[[ Data for review, beginning ]]

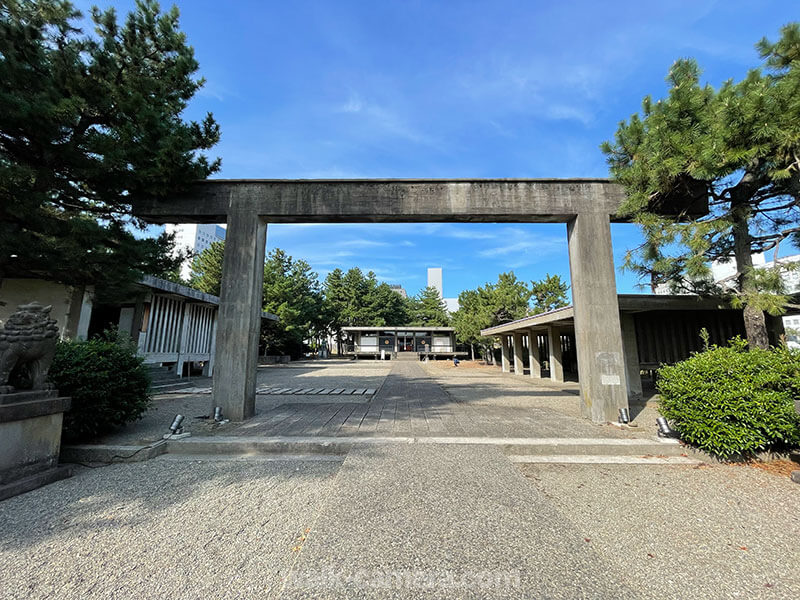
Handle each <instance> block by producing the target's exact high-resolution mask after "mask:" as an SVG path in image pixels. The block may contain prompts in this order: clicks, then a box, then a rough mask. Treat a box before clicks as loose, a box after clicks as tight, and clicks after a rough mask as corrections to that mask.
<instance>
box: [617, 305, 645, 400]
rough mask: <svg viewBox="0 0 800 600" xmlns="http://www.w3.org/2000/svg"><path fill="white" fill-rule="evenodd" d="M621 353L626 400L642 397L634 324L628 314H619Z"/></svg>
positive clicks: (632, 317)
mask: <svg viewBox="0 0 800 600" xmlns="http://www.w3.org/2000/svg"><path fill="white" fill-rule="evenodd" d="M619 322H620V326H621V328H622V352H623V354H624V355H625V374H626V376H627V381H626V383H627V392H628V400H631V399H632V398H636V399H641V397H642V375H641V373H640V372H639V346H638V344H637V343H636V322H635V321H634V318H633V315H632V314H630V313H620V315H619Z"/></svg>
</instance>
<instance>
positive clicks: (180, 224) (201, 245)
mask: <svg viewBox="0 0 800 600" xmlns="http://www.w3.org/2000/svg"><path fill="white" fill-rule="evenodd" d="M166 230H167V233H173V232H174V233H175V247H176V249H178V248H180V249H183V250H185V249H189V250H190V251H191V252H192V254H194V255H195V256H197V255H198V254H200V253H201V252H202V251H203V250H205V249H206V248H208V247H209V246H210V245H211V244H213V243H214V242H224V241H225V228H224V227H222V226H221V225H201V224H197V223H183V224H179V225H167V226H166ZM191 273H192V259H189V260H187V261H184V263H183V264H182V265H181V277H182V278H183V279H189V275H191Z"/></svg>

[[ Data for review, end ]]
[[ Data for review, beginning ]]

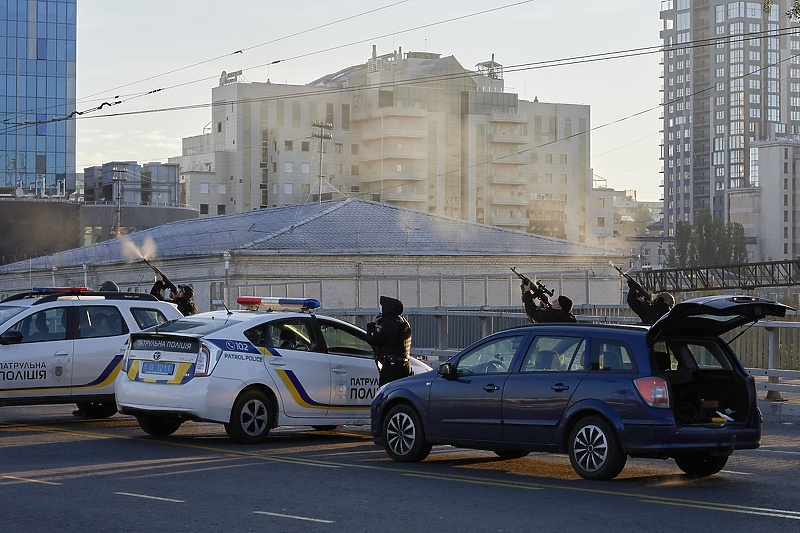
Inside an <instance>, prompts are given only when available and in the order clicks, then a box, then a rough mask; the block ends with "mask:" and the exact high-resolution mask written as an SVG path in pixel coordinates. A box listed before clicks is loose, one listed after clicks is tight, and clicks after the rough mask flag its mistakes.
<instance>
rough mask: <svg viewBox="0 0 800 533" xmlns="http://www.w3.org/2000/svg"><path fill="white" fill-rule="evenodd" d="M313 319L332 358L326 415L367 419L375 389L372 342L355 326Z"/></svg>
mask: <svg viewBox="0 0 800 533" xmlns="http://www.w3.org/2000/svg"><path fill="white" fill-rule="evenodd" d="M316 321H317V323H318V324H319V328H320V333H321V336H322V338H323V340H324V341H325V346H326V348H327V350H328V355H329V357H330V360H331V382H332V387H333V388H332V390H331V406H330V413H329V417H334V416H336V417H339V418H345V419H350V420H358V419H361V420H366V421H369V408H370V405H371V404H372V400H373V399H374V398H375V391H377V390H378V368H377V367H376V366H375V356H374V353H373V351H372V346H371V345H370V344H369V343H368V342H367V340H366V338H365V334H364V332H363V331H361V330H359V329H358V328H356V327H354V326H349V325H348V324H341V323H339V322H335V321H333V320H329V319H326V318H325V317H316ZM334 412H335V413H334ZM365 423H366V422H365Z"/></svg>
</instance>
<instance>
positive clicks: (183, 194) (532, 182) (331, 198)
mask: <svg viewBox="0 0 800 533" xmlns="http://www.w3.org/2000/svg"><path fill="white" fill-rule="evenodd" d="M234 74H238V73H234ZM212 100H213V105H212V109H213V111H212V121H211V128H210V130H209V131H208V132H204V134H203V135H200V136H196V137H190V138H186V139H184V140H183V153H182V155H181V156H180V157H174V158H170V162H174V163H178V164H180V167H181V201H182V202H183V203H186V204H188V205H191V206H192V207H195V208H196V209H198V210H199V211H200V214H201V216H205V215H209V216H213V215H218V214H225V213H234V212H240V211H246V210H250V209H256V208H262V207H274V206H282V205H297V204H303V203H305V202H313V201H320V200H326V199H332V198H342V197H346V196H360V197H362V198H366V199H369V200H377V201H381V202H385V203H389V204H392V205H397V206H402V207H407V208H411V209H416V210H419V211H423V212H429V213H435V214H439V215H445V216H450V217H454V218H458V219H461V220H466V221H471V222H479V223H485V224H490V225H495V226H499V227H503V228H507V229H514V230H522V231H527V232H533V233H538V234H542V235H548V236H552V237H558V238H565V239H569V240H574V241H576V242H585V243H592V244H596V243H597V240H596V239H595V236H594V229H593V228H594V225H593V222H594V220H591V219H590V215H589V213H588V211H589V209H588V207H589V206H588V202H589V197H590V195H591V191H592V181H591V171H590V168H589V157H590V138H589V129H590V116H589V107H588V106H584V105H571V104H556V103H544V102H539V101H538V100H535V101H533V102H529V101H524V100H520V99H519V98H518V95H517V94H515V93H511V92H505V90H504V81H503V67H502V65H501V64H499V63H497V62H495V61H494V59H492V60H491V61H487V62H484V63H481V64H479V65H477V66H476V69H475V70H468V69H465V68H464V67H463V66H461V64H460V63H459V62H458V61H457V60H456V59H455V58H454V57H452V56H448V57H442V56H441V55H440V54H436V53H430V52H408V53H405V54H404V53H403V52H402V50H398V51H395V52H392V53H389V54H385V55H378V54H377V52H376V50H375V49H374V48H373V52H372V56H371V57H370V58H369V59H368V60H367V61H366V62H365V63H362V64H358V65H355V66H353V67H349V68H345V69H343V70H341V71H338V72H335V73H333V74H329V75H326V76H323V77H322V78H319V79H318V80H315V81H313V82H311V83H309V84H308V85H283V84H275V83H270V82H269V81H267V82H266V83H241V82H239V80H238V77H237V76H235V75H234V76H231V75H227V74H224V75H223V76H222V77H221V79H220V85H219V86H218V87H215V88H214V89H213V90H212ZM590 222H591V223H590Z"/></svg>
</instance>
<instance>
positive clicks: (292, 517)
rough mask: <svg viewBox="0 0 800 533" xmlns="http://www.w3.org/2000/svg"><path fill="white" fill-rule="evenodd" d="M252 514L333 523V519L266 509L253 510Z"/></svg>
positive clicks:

[[ Data for review, end ]]

## What you are asked to do
From the material above, extract the part that opens with the line containing "Handle each <instance>" and closes with the line containing "positive clicks: (632, 317)", including both of those lines. Reproduce every line in it without any change.

## Solution
Handle each <instance> block by producing the target's exact high-resolution mask after "mask:" as an SVG path in image pixels. The block may contain prompts in this order: clicks, then a box, then a rough mask. Treat a box before clicks as loose, a box after clicks as tight, and clicks after a rough mask as corrections to that mask.
<instance>
box: [617, 305, 645, 400]
rough mask: <svg viewBox="0 0 800 600" xmlns="http://www.w3.org/2000/svg"><path fill="white" fill-rule="evenodd" d="M621 353L626 400L642 397L634 324L628 314H619Z"/></svg>
positive clicks: (632, 317)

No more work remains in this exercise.